TEXTO DADO:
>>>>

De los autores que uno explica con cierta extensión en clase,
Gabriel García Márquez era probablemente el único vivo. Ahora ya no lo
es. Era el ídolo de los universitarios de mi generación y resulta difícil decir
hasta qué punto eso se debía a la literatura o a la política. Personalmente me
alejé de esos autores desde que vi en la televisión una serie basada en novelas
hispanoamericanas del XX, llamada Escrito en América, una cosa realmente
soporífera.
Creo que si pudiéramos acercarnos a la cara de los
personajes de García Márquez descubriríamos que tienen ojos de muerto.

<<<<

BLOQUE DE DATOS:
>>>>

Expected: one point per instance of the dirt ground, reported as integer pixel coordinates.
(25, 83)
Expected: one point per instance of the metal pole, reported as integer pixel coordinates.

<<<<

ENUNCIADO 1: Indica si cada afirmación coincide con el texto sobre García Márquez: (a) García Márquez era el ídolo de los universitarios de la generación de quien escribe; (b) la serie Escrito en América se basaba en novelas españolas del siglo XIX; (c) quien escribe dice haberse alejado de esos autores. Responde sí o no a cada una y cita literalmente las palabras del texto que lo deciden.
ENUNCIADO 2: Cita textualmente el fragmento del texto sobre García Márquez que empieza en "De los autores" y continúa hasta "soporífera.".

RESPUESTA FINAL 1:
(a) Sí: "Era el ídolo de los universitarios de mi generación".
(b) No: "una serie basada en novelas hispanoamericanas del XX".
(c) Sí: "Personalmente me alejé de esos autores".

RESPUESTA FINAL 2:
De los autores que uno explica con cierta extensión en clase,
Gabriel García Márquez era probablemente el único vivo. Ahora ya no lo
es. Era el ídolo de los universitarios de mi generación y resulta difícil decir
hasta qué punto eso se debía a la literatura o a la política. Personalmente me
alejé de esos autores desde que vi en la televisión una serie basada en novelas
hispanoamericanas del XX, llamada Escrito en América, una cosa realmente
soporífera.